• [Trecho fornecido]
⁂

IHU On-Line Como a teoria de Ulrich Beck pode ser aplicada à produção de alimentos orgânicos?
Eduardo Moro – O alemão Ulrich Beck publicou em 1986 um livro (traduzido para o inglês em 1992) que tornou bastante conhecida a premissa de viveríamos em um período no qual denominou de Modernidade tardia, caracterizado como uma “sociedade do risco”. Na obra, Beck diferencia os riscos de períodos pré-modernos daqueles presentes nos dias atuais, dando destaque aos que envolvem o meio ambiente e que trazem consigo uma série de transformações na sociedade moderna.
Em 2010, o autor escreveu um novo livro com o intuito de “atualizar” a primeira versão e passou a discutir também os riscos gerados pelo terrorismo, marcado pelos ataques de 11 de setembro. Em termos gerais, algumas coisas que falei anteriormente podem ser relacionadas com a teoria de Beck. Muitos dos escândalos alimentares que ocorreram nas últimas décadas trouxeram à mente das populações riscos antes inimagináveis. Esses riscos globais e de graves consequências, “democráticos” em um sentido negativo e, muitas vezes, imperceptíveis pela ciência moderna geraram um cenário altamente favorável para a adoção de hábitos alimentares mais seguros. A crescente “encenação” (ou como diria Beck, “escenificação”) dos riscos no cotidiano dos consumidores de diversas partes do mundo trouxe profundas transformações nos hábitos alimentares, como a diminuição no consumo de carne, por exemplo, ou a adoção de uma dieta composta com alimentos orgânicos. Mesmo sem ter lido Beck, atualmente os consumidores estão conscientes dos riscos alimentares como uma nova forma de risco.
IHU On-Line Qual costuma ser o perfil dos consumidores de alimentos orgânicos?
Eduardo Moro – Analisando as principais pesquisas que investigam os consumidores de alimentos orgânicos no Brasil e no mundo, arrisco-me afirmar que a maioria delas está centrada na distinção entre valores individuais e/ou coletivos. Em outros termos, pesquisadores investigam se a compra ocorre motivada pelo cuidado à saúde (do consumidor ou de sua família) e/ou pela proteção ao meio ambiente. Os resultados variam consideravelmente, embora apontem predominantemente para indivíduos inseridos no primeiro grupo (ligados a valores individuais). Em número reduzido surgem pesquisas que investigam possíveis perfis, sobretudo baseados em indicadores socioeconômicos, ou elaboram tipologias dos consumidores de alimentos orgânicos. No Brasil são bastante comuns em meios de comunicação e até mesmo em trabalhos acadêmicos afirmações generalistas baseadas em dados como sexo, idade, renda e escolaridade. Uma delas é que os consumidores de alimentos orgânicos são preponderantemente mulheres, de faixa etária entre 35 e 50 anos, possuidores de um elevado nível de escolaridade e com alta renda. Acredito que tais informações são apenas pistas acerca de um grupo que acredito ser bem mais heterogêneo e repleto de especificidades. Nos últimos anos, novas pesquisas vêm sendo desenvolvidas, algumas delas trazendo novidades em termos metodológicos e na abrangência dos indivíduos investigados, o que poderá contribuir num futuro próximo na percepção de quem são os consumidores de alimentos orgânicos no Brasil.

⁂

• [Instrução A] Segundo o trecho fornecido, em que ano Ulrich Beck publicou o livro que tornou conhecida a ideia de uma "sociedade do risco"?
• [Instrução B] Substitua "Modernidade tardia" por "Modernidade reflexiva" no trecho fornecido e transcreva a passagem de "Eduardo Moro – O" a "na sociedade moderna.".

⁂

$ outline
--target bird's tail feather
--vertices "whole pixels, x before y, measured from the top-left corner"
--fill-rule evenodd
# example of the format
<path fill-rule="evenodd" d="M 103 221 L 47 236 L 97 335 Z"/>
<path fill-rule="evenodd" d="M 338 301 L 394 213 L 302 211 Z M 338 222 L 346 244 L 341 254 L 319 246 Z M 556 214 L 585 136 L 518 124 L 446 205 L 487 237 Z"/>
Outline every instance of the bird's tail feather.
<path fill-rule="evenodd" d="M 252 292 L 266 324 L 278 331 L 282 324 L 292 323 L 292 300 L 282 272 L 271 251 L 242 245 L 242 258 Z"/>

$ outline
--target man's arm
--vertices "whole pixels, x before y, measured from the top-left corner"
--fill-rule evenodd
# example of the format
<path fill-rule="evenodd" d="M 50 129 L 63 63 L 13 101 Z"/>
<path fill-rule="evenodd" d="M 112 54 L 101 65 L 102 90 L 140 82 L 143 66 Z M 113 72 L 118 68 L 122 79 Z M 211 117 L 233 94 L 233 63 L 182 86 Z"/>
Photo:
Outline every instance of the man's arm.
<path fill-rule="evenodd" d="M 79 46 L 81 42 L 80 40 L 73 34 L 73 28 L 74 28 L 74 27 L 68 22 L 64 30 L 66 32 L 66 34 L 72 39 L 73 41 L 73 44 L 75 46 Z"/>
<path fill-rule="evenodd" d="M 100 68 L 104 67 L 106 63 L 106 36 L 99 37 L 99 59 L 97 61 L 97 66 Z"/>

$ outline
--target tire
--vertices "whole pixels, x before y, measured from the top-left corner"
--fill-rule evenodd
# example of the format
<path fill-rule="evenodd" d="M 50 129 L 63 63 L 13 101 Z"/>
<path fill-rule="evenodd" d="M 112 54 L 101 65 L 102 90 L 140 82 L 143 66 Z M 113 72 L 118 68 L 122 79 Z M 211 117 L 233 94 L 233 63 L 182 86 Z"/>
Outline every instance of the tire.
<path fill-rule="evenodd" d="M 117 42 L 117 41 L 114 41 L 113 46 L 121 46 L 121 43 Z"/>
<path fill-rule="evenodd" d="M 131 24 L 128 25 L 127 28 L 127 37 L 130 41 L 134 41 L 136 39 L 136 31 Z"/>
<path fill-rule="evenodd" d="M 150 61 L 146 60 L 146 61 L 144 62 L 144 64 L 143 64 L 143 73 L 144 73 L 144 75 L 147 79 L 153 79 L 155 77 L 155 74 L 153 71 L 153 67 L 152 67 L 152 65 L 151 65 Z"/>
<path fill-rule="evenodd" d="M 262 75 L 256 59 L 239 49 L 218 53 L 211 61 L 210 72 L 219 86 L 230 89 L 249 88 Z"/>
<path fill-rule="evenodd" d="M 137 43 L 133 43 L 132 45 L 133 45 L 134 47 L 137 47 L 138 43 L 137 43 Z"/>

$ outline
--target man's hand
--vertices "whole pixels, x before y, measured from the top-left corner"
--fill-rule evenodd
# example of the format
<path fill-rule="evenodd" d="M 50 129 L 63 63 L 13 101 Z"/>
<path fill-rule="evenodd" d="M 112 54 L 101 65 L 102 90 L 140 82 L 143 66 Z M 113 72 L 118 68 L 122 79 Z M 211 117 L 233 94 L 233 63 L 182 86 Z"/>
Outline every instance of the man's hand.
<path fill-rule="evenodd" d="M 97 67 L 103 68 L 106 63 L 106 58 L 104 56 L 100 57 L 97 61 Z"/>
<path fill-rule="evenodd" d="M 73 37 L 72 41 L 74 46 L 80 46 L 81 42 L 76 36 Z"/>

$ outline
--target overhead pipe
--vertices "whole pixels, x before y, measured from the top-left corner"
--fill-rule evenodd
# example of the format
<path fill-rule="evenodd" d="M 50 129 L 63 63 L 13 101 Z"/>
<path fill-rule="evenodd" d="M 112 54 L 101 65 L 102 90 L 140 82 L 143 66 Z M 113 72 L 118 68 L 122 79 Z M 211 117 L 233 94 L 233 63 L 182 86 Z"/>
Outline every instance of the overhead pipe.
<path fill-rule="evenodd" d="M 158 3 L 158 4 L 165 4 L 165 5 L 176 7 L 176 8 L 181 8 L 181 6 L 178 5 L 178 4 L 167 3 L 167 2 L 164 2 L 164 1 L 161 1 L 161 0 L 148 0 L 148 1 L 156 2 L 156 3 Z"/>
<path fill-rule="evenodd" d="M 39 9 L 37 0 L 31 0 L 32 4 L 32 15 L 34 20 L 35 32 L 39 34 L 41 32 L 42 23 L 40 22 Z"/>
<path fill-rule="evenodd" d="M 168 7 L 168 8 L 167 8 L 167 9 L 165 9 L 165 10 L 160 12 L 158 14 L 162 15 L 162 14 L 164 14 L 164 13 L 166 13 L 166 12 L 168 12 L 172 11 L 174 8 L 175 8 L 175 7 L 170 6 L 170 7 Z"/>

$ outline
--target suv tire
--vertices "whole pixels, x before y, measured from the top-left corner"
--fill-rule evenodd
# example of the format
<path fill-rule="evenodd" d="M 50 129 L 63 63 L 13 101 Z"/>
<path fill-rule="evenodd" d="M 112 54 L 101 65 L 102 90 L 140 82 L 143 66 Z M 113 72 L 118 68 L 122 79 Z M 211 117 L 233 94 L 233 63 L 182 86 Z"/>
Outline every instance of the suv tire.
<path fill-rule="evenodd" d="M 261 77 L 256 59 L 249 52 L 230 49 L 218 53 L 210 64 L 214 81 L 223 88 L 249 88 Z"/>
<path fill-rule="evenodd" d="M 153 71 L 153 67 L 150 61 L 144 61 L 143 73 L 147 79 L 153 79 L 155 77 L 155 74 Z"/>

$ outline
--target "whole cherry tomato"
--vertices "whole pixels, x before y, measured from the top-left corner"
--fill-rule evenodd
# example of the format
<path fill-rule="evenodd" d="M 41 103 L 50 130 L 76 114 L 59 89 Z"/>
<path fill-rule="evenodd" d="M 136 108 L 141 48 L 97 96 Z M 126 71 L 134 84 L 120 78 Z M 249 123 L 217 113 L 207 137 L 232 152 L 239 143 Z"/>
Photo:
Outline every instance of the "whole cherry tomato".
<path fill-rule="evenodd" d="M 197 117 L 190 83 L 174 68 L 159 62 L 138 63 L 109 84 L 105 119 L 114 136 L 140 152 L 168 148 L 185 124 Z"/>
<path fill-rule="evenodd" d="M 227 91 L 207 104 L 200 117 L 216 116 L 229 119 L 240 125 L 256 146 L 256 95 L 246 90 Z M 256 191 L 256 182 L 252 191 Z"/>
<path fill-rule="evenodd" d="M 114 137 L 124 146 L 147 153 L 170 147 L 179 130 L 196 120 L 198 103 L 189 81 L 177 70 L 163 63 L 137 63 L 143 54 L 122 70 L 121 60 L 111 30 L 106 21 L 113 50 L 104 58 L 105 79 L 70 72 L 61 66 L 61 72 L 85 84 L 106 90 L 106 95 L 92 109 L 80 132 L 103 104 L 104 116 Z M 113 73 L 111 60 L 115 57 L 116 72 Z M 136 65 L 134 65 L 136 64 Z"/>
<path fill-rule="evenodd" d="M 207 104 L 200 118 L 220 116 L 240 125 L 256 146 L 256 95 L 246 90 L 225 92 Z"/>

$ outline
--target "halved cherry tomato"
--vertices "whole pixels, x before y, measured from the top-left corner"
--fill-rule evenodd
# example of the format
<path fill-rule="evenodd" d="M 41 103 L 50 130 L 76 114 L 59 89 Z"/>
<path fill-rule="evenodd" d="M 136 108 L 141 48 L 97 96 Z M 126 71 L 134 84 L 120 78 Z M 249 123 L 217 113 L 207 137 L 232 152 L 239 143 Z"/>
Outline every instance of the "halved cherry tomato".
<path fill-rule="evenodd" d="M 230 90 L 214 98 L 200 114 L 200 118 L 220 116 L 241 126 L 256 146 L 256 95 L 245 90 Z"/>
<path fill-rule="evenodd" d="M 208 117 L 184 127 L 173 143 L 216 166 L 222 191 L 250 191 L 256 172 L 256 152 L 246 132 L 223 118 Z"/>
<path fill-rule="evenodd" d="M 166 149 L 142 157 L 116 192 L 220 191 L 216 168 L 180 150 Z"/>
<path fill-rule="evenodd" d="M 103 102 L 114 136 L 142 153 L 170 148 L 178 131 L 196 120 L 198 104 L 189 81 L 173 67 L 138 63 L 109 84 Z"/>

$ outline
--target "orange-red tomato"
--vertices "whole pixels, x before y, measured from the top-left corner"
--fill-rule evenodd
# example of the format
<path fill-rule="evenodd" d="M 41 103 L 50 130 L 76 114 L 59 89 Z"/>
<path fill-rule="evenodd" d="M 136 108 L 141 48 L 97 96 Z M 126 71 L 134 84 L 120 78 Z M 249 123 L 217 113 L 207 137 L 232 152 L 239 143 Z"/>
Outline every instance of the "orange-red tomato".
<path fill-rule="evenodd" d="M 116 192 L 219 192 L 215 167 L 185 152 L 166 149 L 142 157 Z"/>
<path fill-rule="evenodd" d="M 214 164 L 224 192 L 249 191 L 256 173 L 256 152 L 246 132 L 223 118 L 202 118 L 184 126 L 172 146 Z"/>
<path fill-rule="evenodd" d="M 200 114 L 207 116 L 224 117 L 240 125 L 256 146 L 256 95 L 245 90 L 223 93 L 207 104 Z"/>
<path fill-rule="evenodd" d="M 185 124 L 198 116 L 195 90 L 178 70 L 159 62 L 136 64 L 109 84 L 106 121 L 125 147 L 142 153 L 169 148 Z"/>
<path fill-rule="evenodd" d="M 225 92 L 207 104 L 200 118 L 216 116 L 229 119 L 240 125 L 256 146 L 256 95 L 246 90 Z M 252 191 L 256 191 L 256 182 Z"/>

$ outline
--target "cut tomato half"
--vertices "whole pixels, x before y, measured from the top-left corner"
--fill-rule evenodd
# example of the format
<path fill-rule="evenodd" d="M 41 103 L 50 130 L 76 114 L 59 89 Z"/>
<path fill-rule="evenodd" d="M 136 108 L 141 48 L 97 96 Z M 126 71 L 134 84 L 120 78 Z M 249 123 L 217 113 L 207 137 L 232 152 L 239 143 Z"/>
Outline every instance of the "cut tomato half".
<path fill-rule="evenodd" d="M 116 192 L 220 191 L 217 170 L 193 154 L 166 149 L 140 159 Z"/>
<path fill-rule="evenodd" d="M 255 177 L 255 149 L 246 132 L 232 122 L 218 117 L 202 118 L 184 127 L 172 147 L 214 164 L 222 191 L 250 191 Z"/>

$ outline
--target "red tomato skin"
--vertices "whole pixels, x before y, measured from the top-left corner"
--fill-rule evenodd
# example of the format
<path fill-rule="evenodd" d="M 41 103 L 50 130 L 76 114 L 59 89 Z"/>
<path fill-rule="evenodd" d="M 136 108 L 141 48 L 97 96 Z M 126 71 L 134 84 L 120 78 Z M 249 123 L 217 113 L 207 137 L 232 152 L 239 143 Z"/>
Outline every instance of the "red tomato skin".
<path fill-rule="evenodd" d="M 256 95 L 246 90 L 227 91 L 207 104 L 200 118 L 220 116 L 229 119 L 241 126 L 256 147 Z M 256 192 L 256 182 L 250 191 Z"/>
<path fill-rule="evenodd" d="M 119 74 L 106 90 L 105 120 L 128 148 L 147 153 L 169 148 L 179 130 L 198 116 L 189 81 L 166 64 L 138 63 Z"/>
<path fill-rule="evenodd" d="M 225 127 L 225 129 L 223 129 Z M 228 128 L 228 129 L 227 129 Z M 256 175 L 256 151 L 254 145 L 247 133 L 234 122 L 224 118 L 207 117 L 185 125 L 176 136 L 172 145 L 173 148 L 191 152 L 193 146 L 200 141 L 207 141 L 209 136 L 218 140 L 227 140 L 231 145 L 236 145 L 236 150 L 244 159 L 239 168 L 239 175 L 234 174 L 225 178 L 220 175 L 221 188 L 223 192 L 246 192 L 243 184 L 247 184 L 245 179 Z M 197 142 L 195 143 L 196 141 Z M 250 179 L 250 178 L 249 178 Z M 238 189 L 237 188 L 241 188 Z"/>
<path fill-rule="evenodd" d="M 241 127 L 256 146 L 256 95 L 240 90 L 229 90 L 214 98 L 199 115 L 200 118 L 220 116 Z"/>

⁂

• [Resposta A] Em 1986.

• [Resposta B]
Eduardo Moro – O alemão Ulrich Beck publicou em 1986 um livro (traduzido para o inglês em 1992) que tornou bastante conhecida a premissa de viveríamos em um período no qual denominou de Modernidade reflexiva, caracterizado como uma “sociedade do risco”. Na obra, Beck diferencia os riscos de períodos pré-modernos daqueles presentes nos dias atuais, dando destaque aos que envolvem o meio ambiente e que trazem consigo uma série de transformações na sociedade moderna.